Records of labeled points
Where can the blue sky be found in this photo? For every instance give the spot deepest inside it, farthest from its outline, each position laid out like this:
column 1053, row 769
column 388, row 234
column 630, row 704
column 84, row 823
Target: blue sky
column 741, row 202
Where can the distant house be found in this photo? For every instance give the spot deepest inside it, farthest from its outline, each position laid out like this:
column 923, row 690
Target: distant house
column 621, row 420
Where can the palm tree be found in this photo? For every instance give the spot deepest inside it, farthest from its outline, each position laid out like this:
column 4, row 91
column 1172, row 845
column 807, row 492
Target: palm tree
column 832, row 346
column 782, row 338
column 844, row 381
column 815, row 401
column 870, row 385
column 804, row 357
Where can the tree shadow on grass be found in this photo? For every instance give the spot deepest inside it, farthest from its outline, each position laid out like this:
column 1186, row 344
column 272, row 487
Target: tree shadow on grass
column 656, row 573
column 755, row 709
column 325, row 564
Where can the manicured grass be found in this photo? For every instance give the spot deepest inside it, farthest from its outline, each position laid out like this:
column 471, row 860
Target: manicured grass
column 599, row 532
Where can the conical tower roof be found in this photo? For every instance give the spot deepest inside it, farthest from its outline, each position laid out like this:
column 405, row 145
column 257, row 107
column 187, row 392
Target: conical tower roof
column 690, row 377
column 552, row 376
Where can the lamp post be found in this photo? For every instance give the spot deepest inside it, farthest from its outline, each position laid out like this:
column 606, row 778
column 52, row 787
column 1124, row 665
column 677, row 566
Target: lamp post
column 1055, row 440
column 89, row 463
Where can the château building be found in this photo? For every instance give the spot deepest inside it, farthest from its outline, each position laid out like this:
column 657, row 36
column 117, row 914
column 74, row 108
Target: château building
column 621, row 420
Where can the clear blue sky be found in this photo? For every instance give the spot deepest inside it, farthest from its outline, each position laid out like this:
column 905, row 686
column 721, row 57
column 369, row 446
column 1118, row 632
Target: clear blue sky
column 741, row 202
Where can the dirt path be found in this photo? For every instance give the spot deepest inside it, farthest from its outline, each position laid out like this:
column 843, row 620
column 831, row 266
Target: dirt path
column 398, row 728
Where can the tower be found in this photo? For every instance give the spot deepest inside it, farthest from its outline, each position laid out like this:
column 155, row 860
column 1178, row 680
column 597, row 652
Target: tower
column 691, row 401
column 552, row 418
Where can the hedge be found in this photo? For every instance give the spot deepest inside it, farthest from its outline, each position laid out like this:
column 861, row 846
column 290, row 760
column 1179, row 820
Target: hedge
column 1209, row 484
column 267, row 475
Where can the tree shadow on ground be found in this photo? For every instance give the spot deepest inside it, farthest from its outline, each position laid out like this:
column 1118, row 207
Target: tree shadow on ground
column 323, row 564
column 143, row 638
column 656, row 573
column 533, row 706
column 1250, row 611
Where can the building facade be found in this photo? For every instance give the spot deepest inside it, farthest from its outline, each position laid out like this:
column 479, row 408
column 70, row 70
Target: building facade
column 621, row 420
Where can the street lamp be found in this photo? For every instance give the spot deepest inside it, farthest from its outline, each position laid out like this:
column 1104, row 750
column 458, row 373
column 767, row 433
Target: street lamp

WORK TO BE COMPLETED
Swap every "Target" in all the data above for "Label", leaving everything else unchanged.

REPLY TO THE EXERCISE
Where can the blue sky be found in this photo? For every instance give the spot deepest inside it, farthest from its outline, each position laid out like this:
column 1053, row 769
column 388, row 234
column 630, row 704
column 84, row 823
Label: blue sky
column 741, row 202
Where can the distant house be found in this photo? For every instance give the spot deepest inside it, farthest from its outline, each position laid out like this:
column 923, row 690
Label: distant house
column 621, row 420
Where can the palm tree be found in this photo? For every instance give the spot deepest inside it, farthest from its outline, each position laid out like this:
column 4, row 91
column 1172, row 845
column 807, row 492
Label: palm tree
column 832, row 346
column 782, row 338
column 844, row 381
column 815, row 401
column 870, row 385
column 804, row 357
Where can the tree shadow on grass be found in this photo? For every instance give the spot deepest inside it, farthest from its outline, each position laid out like this:
column 1186, row 344
column 272, row 487
Label: tree shadow on grass
column 656, row 573
column 755, row 709
column 325, row 564
Where can the manicured grass be found in this photo? For every instance give the spot deepest inside it, farthest from its outline, each position laid out like this:
column 471, row 860
Label: manicured grass
column 599, row 532
Where can the conical tower roof be found in this photo? For every instance give the spot deepest inside it, farthest from its outline, each position laid out like this:
column 405, row 145
column 257, row 107
column 187, row 392
Label: conical tower roof
column 690, row 377
column 552, row 376
Where can the lamp post be found in this photo? For every instance give the spot deepest inside it, farthest from its outline, each position laid out like this:
column 606, row 778
column 52, row 787
column 1124, row 665
column 677, row 566
Label: lamp post
column 1055, row 440
column 89, row 463
Where can the château building be found in this photo? For every instance give the spot deepest inside it, farthest from its outline, each position laid out like this:
column 657, row 36
column 117, row 914
column 74, row 108
Label: château building
column 621, row 420
Where can the clear blue sky be found in this photo? For every instance give the spot deepest inside it, farthest from its outline, each position laid out like this:
column 905, row 686
column 721, row 57
column 369, row 446
column 1118, row 632
Label: clear blue sky
column 741, row 202
Where can the dirt path be found in this photo? For every instance give the spot deepest inside it, farthest from its outline, each position laid out like this:
column 843, row 620
column 831, row 266
Label: dirt path
column 398, row 728
Where can the tower be found in this photo? For every instance give the spot deepest inside it, farthest from its outline, each position laid out like this:
column 155, row 860
column 1178, row 680
column 597, row 652
Label: tower
column 691, row 401
column 552, row 418
Where can the hedge be found in this photo? For every instance give the spot deepest inside it, farthest from its outline, each position laid out like this:
column 861, row 846
column 290, row 760
column 1179, row 820
Label: hedge
column 1209, row 484
column 267, row 475
Where can the tree shadow on ground be found in this photo? For every instance give the spot deepest inside it, farthest from its outline, each position laid out like this:
column 1118, row 207
Label: tree shadow on ground
column 323, row 564
column 143, row 638
column 656, row 573
column 533, row 706
column 1250, row 611
Where can the building facade be found in this photo? For every instance give the spot deepest inside it, farthest from its outline, each position laid out like this:
column 479, row 408
column 70, row 70
Label: building facade
column 621, row 420
Where can the street lamp be found in this photo? For every instance give the spot deepest inside it, farthest from its outline, each position laid out like this:
column 1104, row 750
column 458, row 373
column 767, row 433
Label: street lamp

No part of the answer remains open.